Make an exact copy of every record that follows.

(Stored dataset items)
%%
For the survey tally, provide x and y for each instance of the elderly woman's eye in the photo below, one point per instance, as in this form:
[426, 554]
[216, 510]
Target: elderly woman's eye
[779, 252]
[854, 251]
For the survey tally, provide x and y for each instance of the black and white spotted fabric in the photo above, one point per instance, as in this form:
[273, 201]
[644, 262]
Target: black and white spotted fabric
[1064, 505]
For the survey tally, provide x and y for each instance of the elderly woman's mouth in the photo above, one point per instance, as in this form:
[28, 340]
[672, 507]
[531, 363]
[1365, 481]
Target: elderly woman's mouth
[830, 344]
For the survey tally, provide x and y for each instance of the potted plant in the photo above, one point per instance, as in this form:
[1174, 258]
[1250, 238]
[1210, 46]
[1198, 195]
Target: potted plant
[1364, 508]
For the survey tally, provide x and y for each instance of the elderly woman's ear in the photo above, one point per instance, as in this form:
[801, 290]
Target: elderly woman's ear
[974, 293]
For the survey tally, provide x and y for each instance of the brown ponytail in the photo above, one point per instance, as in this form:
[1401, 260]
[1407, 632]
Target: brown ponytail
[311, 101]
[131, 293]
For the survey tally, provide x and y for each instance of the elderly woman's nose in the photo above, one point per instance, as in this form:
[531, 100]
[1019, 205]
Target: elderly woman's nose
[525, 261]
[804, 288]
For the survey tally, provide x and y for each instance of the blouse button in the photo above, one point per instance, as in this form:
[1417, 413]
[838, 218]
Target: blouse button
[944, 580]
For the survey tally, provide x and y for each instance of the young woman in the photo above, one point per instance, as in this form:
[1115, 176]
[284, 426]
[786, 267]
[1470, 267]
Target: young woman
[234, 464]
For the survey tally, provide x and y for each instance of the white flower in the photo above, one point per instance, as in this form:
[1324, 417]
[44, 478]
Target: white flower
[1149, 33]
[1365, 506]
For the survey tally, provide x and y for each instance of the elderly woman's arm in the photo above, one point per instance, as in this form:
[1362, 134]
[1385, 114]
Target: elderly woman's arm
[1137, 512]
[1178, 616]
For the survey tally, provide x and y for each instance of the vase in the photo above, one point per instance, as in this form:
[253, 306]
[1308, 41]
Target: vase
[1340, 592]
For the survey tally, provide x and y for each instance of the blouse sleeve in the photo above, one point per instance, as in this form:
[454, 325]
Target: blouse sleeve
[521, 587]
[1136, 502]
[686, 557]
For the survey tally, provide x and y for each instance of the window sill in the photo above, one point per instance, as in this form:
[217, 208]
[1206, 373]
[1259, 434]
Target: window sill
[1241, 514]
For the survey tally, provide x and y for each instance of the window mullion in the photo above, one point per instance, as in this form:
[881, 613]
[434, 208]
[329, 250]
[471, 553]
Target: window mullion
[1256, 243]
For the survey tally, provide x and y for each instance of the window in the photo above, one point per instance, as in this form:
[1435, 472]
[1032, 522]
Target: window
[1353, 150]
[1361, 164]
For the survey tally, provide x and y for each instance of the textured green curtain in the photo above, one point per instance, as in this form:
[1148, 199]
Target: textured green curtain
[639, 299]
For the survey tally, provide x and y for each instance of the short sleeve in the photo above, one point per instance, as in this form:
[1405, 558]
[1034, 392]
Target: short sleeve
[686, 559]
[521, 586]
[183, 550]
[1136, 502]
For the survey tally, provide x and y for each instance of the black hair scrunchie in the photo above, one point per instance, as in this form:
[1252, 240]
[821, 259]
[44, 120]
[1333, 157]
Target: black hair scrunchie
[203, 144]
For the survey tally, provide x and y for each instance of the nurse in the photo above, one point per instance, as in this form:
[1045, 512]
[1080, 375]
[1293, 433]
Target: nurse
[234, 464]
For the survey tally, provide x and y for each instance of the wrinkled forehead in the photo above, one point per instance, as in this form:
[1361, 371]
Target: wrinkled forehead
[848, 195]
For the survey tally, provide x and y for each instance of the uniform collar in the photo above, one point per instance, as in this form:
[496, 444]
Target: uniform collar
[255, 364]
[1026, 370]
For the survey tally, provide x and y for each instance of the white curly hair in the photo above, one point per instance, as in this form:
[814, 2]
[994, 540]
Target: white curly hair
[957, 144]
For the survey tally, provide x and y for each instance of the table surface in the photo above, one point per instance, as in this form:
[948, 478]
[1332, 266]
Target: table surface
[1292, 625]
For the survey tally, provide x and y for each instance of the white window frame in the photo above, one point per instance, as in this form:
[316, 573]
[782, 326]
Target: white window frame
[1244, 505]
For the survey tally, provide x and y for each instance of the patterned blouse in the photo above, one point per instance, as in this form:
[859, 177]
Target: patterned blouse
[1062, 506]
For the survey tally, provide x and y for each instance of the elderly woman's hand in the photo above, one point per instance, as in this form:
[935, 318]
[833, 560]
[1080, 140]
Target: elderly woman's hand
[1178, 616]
%%
### SOLVED PROBLEM
For the survey tally, provide x and y for each instance of the elderly woman's eye in the photo below, one point per instance, as in this form:
[426, 554]
[216, 510]
Target: elderly woman's eye
[779, 252]
[854, 251]
For the survey tally, provide x and y for each instance of the black and white spotted fabric in the photo above, one point per instance, as in this form:
[273, 201]
[644, 262]
Target: black and white spotted fabric
[1064, 505]
For the survey tally, provide x and y for each instance of the elderly woman's mouth in the photo above, one point per instance, as in this form:
[28, 340]
[672, 507]
[531, 363]
[1365, 481]
Target: elderly woman's mouth
[830, 344]
For the survey tally, provide x and y for each instance of the potted plant in the photo above, one point per instance, as in this form:
[1174, 258]
[1250, 238]
[1210, 46]
[1198, 195]
Target: potted plant
[1364, 508]
For the survey tally, provide x and y for each instance of the elderly woman's ear in the photo above, one point per instance, as in this form:
[801, 290]
Target: elderly woman's ear
[974, 293]
For the survey tally, provide x and y for each instance of the brown ponytail in the photo above, one point per instance, as in this form:
[1401, 260]
[1407, 632]
Target: brown ponytail
[311, 101]
[131, 293]
For the survey tally, provide x and y for each instance of the elderly woman's nose in the photo above, one point per instance, as in this form:
[531, 100]
[1019, 205]
Target: elderly woman's nose
[525, 261]
[804, 288]
For the survey tally, provide x and y for each instance of the blouse button in the photo above, one point per instance, as in this form:
[1417, 413]
[838, 218]
Target: blouse button
[944, 580]
For the survey tally, provide x and y for each instance of the young woman in the photo above, one point per instance, as in this form:
[1115, 176]
[284, 426]
[786, 267]
[1470, 267]
Target: young woman
[234, 464]
For the survey tally, provide x and y for each instance of the white flower in the photo above, one point per instance, as in this form:
[1324, 417]
[44, 478]
Target: white flower
[1149, 33]
[1365, 506]
For the survey tally, provide x and y for each instance of the elderly woman's arm in the photo above, one point per instance, as in this form:
[1362, 134]
[1385, 114]
Target: elderly woman's arm
[1137, 512]
[1178, 616]
For the survey tally, provide x and y for each instance of the vase in the photo above, one point per instance, as in this form:
[253, 306]
[1308, 41]
Target: vase
[1340, 592]
For the survey tally, provide x and y for each instance of the blouse sleeve in the photo above, one point per instance, as in this form:
[454, 325]
Target: blouse sleeve
[521, 587]
[1136, 502]
[686, 557]
For the survey tally, provide x and y for each instance of the window sill in the photo above, one point per instance, as in this form:
[217, 208]
[1206, 373]
[1259, 434]
Target: window sill
[1241, 514]
For the survey tally, provide x and y for each instance of the window mullion in the photo above, one point per instance, as in this form:
[881, 613]
[434, 208]
[329, 250]
[471, 553]
Target: window mullion
[1256, 243]
For the survey tally, provide x and y for each instance of the window in the photo above, one point per instance, as in this form:
[1435, 472]
[1032, 522]
Target: window
[1353, 150]
[1361, 164]
For the survey tally, provide x and y for each instance of the textured green curtain in the photo above, one point per instance, as in this form:
[1148, 199]
Target: textured green curtain
[639, 299]
For the survey tally, provide x and y for each instance of the short sleeve in the photo above, one point per instance, as in this form:
[1405, 558]
[1034, 392]
Target: short sleeve
[686, 559]
[521, 586]
[183, 550]
[1136, 502]
For the survey tally, provide x and y for each instance of the black hair scrunchie in the photo above, one point per instance, as in this form:
[1252, 240]
[821, 259]
[44, 120]
[1333, 157]
Target: black hair scrunchie
[203, 144]
For the survey tally, provide x and y for each instance of the nurse in the photo above, one point per instance, as in this form:
[1045, 512]
[1080, 375]
[1293, 433]
Target: nurse
[234, 464]
For the survey tally, provide x and y for each instance of the wrinkled forehead in the photo above, one point per instance, as in this form:
[1361, 371]
Target: wrinkled forehead
[848, 195]
For the survey tally, provide x and y for each instance of the uniform collar in the photo above, one point per instance, as in this form:
[496, 444]
Target: uniform collar
[255, 364]
[1026, 370]
For the survey tally, provide x and y for each instance of the white curly hair in the photo above, one point per instance, as in this form:
[814, 2]
[994, 540]
Target: white curly hair
[957, 144]
For the survey tally, provide x and y for each instance of the table surface in the photo above, one point per instance, as in this form:
[948, 478]
[1332, 266]
Target: table surface
[1292, 625]
For the survey tally, provide x and y for each instance of the white window frame in the photo above, one point per instance, as in this form:
[316, 573]
[782, 326]
Target: white window frame
[1244, 505]
For the survey tally, provide x and y for each instance of the patterned blouse in the photo above, one point per instance, as in this form:
[859, 177]
Target: patterned blouse
[1062, 506]
For the survey tally, provide x and y for each instance of the elderly woman's hand in the photo above, one point per instance, as in this form:
[935, 318]
[833, 560]
[1080, 140]
Target: elderly woman's hand
[1178, 616]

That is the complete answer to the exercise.